Goal
Recast every line of the listing below as a JSON list of strings, one string per line, leaving out any blank lines.

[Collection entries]
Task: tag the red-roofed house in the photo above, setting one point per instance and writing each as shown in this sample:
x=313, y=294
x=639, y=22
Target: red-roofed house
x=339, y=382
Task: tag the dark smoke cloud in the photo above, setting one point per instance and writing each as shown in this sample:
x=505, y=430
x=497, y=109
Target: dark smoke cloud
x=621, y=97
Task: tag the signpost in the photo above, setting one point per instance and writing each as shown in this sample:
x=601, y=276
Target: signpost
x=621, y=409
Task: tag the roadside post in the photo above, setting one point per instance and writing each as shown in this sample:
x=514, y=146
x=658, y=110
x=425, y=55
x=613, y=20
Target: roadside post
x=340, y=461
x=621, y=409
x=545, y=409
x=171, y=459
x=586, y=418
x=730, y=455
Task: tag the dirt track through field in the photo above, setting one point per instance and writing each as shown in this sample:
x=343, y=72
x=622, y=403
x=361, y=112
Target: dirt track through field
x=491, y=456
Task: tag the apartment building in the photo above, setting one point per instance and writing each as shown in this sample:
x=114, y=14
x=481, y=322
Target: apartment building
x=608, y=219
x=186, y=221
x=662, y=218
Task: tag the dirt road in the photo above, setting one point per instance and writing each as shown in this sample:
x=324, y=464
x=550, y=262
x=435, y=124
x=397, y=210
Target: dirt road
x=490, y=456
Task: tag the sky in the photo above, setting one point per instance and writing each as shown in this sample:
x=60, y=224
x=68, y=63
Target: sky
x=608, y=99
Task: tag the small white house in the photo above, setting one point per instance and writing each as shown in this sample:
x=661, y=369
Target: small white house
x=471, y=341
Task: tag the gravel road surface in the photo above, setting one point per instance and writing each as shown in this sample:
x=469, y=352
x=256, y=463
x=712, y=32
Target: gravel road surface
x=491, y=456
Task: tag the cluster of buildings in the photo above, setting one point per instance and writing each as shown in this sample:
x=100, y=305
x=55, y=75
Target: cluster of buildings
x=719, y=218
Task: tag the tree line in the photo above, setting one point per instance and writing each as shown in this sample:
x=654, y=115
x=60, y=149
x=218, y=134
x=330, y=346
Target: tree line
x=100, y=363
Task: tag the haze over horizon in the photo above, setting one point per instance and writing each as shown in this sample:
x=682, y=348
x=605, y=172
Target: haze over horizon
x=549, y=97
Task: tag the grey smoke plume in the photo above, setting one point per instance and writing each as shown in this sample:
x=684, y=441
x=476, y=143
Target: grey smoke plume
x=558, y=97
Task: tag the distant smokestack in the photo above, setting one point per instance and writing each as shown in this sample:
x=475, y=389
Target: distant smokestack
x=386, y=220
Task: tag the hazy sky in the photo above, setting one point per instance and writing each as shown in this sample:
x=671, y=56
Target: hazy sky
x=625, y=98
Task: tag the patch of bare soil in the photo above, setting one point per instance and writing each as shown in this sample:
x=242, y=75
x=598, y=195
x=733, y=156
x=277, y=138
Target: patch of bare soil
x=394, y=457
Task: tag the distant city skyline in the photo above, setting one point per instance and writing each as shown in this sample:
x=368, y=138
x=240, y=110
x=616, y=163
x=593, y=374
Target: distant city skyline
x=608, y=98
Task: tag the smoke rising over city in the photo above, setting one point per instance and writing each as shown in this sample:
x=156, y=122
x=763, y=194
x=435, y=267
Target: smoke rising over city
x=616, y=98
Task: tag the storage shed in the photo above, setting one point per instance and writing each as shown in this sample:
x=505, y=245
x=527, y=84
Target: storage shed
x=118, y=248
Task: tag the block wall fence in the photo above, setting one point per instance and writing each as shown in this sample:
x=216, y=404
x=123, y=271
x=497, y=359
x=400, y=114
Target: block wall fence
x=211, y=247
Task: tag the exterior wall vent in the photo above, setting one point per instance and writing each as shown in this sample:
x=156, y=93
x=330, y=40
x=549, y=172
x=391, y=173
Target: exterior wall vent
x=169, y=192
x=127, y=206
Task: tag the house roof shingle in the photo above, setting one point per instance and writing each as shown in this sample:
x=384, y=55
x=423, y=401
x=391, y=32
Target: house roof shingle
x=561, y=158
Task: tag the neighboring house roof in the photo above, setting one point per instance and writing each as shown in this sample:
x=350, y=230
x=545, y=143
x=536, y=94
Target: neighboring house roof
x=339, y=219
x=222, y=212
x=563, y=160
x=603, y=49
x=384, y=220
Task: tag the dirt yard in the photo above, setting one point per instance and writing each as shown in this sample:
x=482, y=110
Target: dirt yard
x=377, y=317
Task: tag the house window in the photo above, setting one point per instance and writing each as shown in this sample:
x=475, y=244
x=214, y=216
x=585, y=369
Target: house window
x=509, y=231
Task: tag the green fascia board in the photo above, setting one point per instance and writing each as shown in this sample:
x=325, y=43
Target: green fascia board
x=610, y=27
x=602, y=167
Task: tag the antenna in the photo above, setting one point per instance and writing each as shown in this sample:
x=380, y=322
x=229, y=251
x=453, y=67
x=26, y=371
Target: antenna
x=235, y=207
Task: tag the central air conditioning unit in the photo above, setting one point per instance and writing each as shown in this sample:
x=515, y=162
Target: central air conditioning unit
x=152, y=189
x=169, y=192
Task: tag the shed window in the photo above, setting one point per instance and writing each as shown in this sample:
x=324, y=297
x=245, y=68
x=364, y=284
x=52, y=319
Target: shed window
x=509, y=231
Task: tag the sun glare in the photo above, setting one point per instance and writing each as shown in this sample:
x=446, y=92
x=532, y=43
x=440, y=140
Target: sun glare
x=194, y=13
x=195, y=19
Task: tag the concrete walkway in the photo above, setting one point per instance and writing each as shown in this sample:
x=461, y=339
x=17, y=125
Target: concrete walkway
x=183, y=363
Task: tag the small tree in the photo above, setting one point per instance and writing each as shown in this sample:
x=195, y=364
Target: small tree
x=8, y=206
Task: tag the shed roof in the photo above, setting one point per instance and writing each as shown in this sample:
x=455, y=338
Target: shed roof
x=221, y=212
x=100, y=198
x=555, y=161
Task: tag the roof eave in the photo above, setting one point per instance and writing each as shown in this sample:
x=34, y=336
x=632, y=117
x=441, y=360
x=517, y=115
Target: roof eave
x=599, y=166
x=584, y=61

Task solution
[
  "Task: tag the red-roofed house in the photo above, setting one point per instance and writing each as shown in this sample:",
  "x=313, y=294",
  "x=639, y=22",
  "Target: red-roofed house",
  "x=339, y=382",
  "Task: tag the dark smoke cloud in the photo above, setting one point per instance and writing each as shown in this sample:",
  "x=505, y=430",
  "x=497, y=109",
  "Target: dark smoke cloud",
  "x=621, y=97",
  "Task: tag the signpost in the photo above, setting one point per instance and writing each as shown in this sample:",
  "x=601, y=276",
  "Target: signpost",
  "x=621, y=409",
  "Task: tag the roadside post in the photo above, setting one point per instance and writing each as shown in this sample:",
  "x=514, y=146",
  "x=658, y=110",
  "x=425, y=55",
  "x=613, y=20",
  "Target: roadside post",
  "x=340, y=461",
  "x=621, y=409",
  "x=545, y=409",
  "x=171, y=459",
  "x=586, y=418",
  "x=730, y=455",
  "Task: tag the dirt track through field in the photo above, setting one point per instance and writing each as shown in this sample:",
  "x=343, y=72",
  "x=622, y=403",
  "x=361, y=112",
  "Target: dirt track through field",
  "x=491, y=456",
  "Task: tag the apartment building in the photo above, setting one point per instance and writing each as shown in this sample:",
  "x=114, y=14",
  "x=481, y=322",
  "Target: apartment building",
  "x=608, y=219",
  "x=186, y=221",
  "x=662, y=218",
  "Task: tag the dirt road in the photo above, setting one point per instance and writing each as shown in this sample:",
  "x=324, y=464",
  "x=550, y=262",
  "x=435, y=124",
  "x=397, y=210",
  "Target: dirt road",
  "x=490, y=456",
  "Task: tag the sky in the photo above, setting one point per instance and writing each as shown in this sample:",
  "x=60, y=224",
  "x=68, y=63",
  "Target: sky",
  "x=608, y=99",
  "Task: tag the small white house in the photo above, setting one point per instance and writing each as shown in this sample:",
  "x=661, y=369",
  "Target: small white house",
  "x=471, y=341",
  "Task: tag the gravel road surface in the photo above, setting one point per instance and writing each as shown in this sample:",
  "x=469, y=352",
  "x=256, y=463",
  "x=712, y=32",
  "Target: gravel road surface",
  "x=491, y=456",
  "Task: tag the cluster of buildings in the photo above, setting one point per instance and writing each as shown in this sample:",
  "x=100, y=305",
  "x=55, y=75",
  "Target: cluster of buildings",
  "x=719, y=218",
  "Task: tag the tree line in the photo above, setting one point per instance and writing each as shown in this sample:",
  "x=654, y=115",
  "x=60, y=149",
  "x=218, y=134",
  "x=330, y=346",
  "Target: tree line",
  "x=100, y=363",
  "Task: tag the haze over horizon in the photo above, setting one point per instance and writing each as shown in this sample:",
  "x=682, y=348",
  "x=605, y=172",
  "Target: haze over horizon",
  "x=549, y=97",
  "Task: tag the grey smoke plume in the photo above, setting one point per instance and writing each as shown in this sample:",
  "x=684, y=441",
  "x=476, y=143",
  "Target: grey smoke plume",
  "x=558, y=97",
  "Task: tag the distant smokestack in the photo above, setting one point per instance and writing each as shown in this sample:",
  "x=475, y=389",
  "Target: distant smokestack",
  "x=386, y=220",
  "Task: tag the hazy sky in the photo above, setting one point per instance and writing each as shown in this sample:",
  "x=671, y=56",
  "Target: hazy sky",
  "x=625, y=98",
  "Task: tag the patch of bare soil in the photo above, setting one point per instance and writing each as shown in this sample:",
  "x=242, y=75",
  "x=598, y=195",
  "x=733, y=156",
  "x=277, y=138",
  "Target: patch of bare soil",
  "x=394, y=457",
  "Task: tag the distant city skyline in the photo above, setting one point per instance and writing each as shown in this sample:",
  "x=368, y=138",
  "x=240, y=110",
  "x=616, y=163",
  "x=593, y=374",
  "Target: distant city skyline",
  "x=608, y=98",
  "Task: tag the smoke rising over city in the photo above, setting one point per instance and writing each as shown in this sample:",
  "x=156, y=122",
  "x=763, y=194",
  "x=435, y=267",
  "Target: smoke rising over city",
  "x=616, y=98",
  "Task: tag the storage shed in the photo above, setting one point per instance and writing each as shown in this sample:",
  "x=505, y=245",
  "x=527, y=84",
  "Target: storage shed",
  "x=118, y=248",
  "Task: tag the block wall fence in the photo above, setting one point per instance and writing each as shown in this sample:",
  "x=216, y=404",
  "x=123, y=271",
  "x=497, y=359",
  "x=400, y=114",
  "Target: block wall fence",
  "x=211, y=247",
  "Task: tag the exterior wall vent in the photo above, setting one point per instance and writing each as shown in this sample:",
  "x=156, y=93",
  "x=330, y=40",
  "x=549, y=172",
  "x=391, y=173",
  "Target: exterior wall vent",
  "x=169, y=192",
  "x=127, y=206",
  "Task: tag the house roof shingle in the photo above, setting one point per instance and writing each as shown in this sample:",
  "x=384, y=55",
  "x=423, y=401",
  "x=391, y=32",
  "Target: house roof shingle",
  "x=561, y=158",
  "Task: tag the neighboring house roof in the photo above, setting one point per instance and writing each as shown in this sample:",
  "x=350, y=230",
  "x=545, y=143",
  "x=536, y=94",
  "Target: neighboring house roof",
  "x=339, y=219",
  "x=222, y=212",
  "x=563, y=160",
  "x=603, y=49",
  "x=384, y=220",
  "Task: tag the dirt yard in the photo above, setting one point per instance and writing each as shown in this sample:",
  "x=482, y=110",
  "Target: dirt yard",
  "x=377, y=317",
  "Task: tag the house window in the photo above, setting one point per instance and writing each as shown in this sample:",
  "x=475, y=244",
  "x=214, y=216",
  "x=585, y=369",
  "Target: house window",
  "x=509, y=231",
  "Task: tag the green fascia board in the photo above, setting one point per instance and writing each as shown in this sample:",
  "x=325, y=43",
  "Target: green fascia board",
  "x=610, y=27",
  "x=602, y=167",
  "Task: tag the antenna in the photo above, setting one point per instance and writing each as shown in this sample:",
  "x=380, y=322",
  "x=229, y=251",
  "x=453, y=67",
  "x=26, y=371",
  "Target: antenna",
  "x=235, y=207",
  "Task: tag the central air conditioning unit in the photo above, setting one point per instance and writing each as shown in this sample:",
  "x=515, y=162",
  "Target: central air conditioning unit",
  "x=152, y=189",
  "x=169, y=192",
  "Task: tag the shed window in the photo above, setting one point per instance and writing each as shown in this sample:",
  "x=324, y=297",
  "x=245, y=68",
  "x=364, y=284",
  "x=52, y=319",
  "Target: shed window",
  "x=509, y=231",
  "Task: tag the sun glare in the photo above, setting one point per instance and writing each as shown in this sample:",
  "x=446, y=92",
  "x=532, y=43",
  "x=440, y=140",
  "Target: sun glare",
  "x=194, y=13",
  "x=195, y=19",
  "Task: tag the concrete walkway in the photo above, setting one point per instance and writing each as shown in this sample:",
  "x=461, y=339",
  "x=17, y=125",
  "Target: concrete walkway",
  "x=183, y=363",
  "Task: tag the small tree in the photo above, setting one point per instance and writing each as shown in this sample:",
  "x=195, y=364",
  "Target: small tree",
  "x=8, y=206",
  "Task: tag the shed roof in the photo above, setting one point per instance and writing each as shown in this sample:",
  "x=455, y=338",
  "Target: shed roof",
  "x=221, y=212",
  "x=100, y=198",
  "x=555, y=161",
  "Task: tag the roof eave in the photo above, setting one point per instance and writing each as shown in this sample:",
  "x=34, y=336",
  "x=632, y=117",
  "x=441, y=360",
  "x=517, y=115",
  "Target: roof eave",
  "x=599, y=166",
  "x=584, y=61"
]